Please change "pixel pair" to "coordinate pair" everywhere it occurs in the records below and leave everything else as it is.
++++++
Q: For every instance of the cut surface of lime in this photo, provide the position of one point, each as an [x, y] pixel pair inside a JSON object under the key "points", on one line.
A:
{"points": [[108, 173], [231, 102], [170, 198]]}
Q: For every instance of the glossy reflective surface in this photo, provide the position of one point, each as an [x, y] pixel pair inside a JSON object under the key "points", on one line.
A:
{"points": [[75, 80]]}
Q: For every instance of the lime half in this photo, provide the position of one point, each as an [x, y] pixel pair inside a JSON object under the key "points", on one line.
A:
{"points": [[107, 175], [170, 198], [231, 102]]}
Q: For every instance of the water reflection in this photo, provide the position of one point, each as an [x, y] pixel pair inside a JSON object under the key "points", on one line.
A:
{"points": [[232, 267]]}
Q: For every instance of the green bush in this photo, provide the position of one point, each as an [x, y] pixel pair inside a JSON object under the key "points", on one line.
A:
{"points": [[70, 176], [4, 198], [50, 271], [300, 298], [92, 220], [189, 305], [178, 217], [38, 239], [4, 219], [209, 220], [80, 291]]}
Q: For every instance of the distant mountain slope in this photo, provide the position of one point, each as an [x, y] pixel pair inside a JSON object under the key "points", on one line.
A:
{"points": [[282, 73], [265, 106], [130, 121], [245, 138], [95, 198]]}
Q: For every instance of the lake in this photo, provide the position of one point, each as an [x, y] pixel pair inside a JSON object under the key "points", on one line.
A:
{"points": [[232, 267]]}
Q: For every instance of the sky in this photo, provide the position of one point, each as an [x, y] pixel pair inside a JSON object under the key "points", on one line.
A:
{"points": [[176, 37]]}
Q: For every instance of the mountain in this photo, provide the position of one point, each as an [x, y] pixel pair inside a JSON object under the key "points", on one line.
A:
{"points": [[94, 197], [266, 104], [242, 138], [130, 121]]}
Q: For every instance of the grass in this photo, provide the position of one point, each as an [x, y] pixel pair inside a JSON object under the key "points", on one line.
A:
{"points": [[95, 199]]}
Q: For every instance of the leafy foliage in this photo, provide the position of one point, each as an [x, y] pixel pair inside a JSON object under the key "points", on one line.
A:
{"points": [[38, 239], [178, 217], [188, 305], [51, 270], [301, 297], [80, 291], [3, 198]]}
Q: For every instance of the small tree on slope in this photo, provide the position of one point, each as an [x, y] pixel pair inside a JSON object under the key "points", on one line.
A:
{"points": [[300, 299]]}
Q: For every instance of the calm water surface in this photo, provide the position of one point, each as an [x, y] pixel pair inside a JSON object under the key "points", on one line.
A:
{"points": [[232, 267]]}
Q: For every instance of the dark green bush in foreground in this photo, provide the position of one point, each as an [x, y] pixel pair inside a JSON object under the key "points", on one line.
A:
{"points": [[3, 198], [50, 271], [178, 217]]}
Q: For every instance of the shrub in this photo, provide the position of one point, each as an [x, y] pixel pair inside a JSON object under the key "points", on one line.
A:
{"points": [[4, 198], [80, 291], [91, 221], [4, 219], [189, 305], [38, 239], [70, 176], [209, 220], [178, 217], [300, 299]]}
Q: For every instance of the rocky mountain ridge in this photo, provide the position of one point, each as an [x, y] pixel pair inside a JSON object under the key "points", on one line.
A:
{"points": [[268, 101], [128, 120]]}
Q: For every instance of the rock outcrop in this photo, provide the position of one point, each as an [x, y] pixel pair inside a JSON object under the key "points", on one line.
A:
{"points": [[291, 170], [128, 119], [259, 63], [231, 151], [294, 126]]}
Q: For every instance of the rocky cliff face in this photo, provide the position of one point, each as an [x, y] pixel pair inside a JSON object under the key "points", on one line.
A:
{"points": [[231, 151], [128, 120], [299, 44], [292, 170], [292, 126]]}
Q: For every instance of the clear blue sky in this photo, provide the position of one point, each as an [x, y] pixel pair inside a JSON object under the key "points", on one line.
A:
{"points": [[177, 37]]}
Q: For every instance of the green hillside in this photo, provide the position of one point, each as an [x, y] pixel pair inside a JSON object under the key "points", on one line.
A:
++++++
— Solution for this task —
Q: For every instance of the cut surface of lime in this photo, provide the position of one point, each as an [x, y] coordinate pair inside a JSON object under the key "points", on one line.
A:
{"points": [[108, 173], [231, 102], [170, 198]]}
Q: For every instance of the glossy reflective surface in this photo, provide the position of one point, each as an [x, y] coordinate pair inside a JSON object under the key "points", on one line.
A:
{"points": [[75, 80]]}
Q: For every instance of the lime half in this photo, provide the position of one point, each as an [x, y] coordinate pair inside a JSON object under the key "points", on one line.
A:
{"points": [[107, 175], [170, 198], [231, 102]]}
Q: For every instance of the water reflection in this photo, provide the position of one point, each as an [x, y] coordinate pair inside a JSON object under the key "points", on one line.
A:
{"points": [[232, 267]]}
Q: For every instance of the green bush in this photo, provide the position of one point, each as an [x, y] coordinate pair inside a JSON object under the key "points", on one line.
A:
{"points": [[70, 176], [4, 198], [50, 271], [300, 298], [92, 220], [189, 305], [178, 217], [38, 239], [4, 219], [209, 220], [80, 291]]}
Q: For every instance of the distant mountain slope in this photo, provide the position of one point, each as an [x, y] coordinate pair inside a JSON object under the key "points", on one line.
A:
{"points": [[282, 73], [265, 106], [130, 121], [245, 138], [95, 198]]}
Q: For every instance of the lake in this photo, provide the position of one point, each as an [x, y] coordinate pair inside a JSON object under the key "points", on one line.
A:
{"points": [[232, 267]]}
Q: For every instance of the sky in this photo, provide the position of one point, each as an [x, y] coordinate pair inside a JSON object under the key "points", on one line.
A:
{"points": [[176, 37]]}
Q: For every instance of the mountain in this photo, provide the position of one point, each as an [x, y] coordinate pair inside a JSON object under the key "points", on one line.
A:
{"points": [[94, 197], [266, 104], [242, 138], [130, 121]]}
Q: For every instance of the grass in this photo, provide the position of one point, each as an [x, y] coordinate pair inside a JSON object under the key "points", on one line.
A:
{"points": [[95, 199]]}
Q: For every instance of the leafy foliage in this photo, provide the position of one point, each as an [x, y] coordinate pair inside a JSON object under the key "points", on one line.
A:
{"points": [[38, 239], [178, 217], [188, 305], [51, 270], [301, 297], [80, 291], [3, 198]]}
Q: For every instance of the small tree on slope in this photo, provide the position of one point, each as an [x, y] coordinate pair inside a JSON object under the key "points", on one line.
A:
{"points": [[300, 299]]}
Q: For every instance of the calm water surface in this photo, provide the position of one point, each as an [x, y] coordinate pair inside a JSON object under the key "points", on one line.
A:
{"points": [[232, 267]]}
Q: For every instance of the dark green bush in foreground in this photo, provide the position of one point, each as an [x, y] coordinate pair inside a JSON object under the key "points", on one line.
A:
{"points": [[3, 198], [50, 271], [178, 217]]}
Q: For every instance of the shrub in this photo, provide the position of one point, each as an [x, y] coordinate pair inside a JSON object under the key "points", on one line.
A:
{"points": [[4, 198], [80, 291], [91, 221], [4, 219], [189, 305], [38, 239], [70, 176], [209, 220], [178, 217], [300, 299]]}
Q: For every instance of the rocky mountain ridge in this photo, provide the position of one point, each as an [x, y] coordinate pair inside a JSON object under the key "points", on one line.
A:
{"points": [[268, 101], [128, 120]]}
Q: For every instance of the rock outcrop in this photo, provide the position of one point, each as an [x, y] coordinate pair inside a JSON object under the key "points", on one line.
A:
{"points": [[291, 170], [128, 119], [259, 63], [231, 151], [294, 126]]}
Q: For every instance of the rocky cliff face in this photo, provide the position of one point, each as an [x, y] coordinate pair inside a JSON object under the key "points", on one line.
A:
{"points": [[231, 151], [128, 120], [299, 44], [292, 170], [292, 126]]}
Q: For every instance of the clear blue sky in this photo, provide the position of one point, each as an [x, y] coordinate pair inside a JSON object under the key "points", on one line.
A:
{"points": [[177, 37]]}
Q: For every instance of the green hillside in this photo, provide the position of one point, each as an [x, y] coordinate pair inside a JSON object under the key "points", on one line.
A:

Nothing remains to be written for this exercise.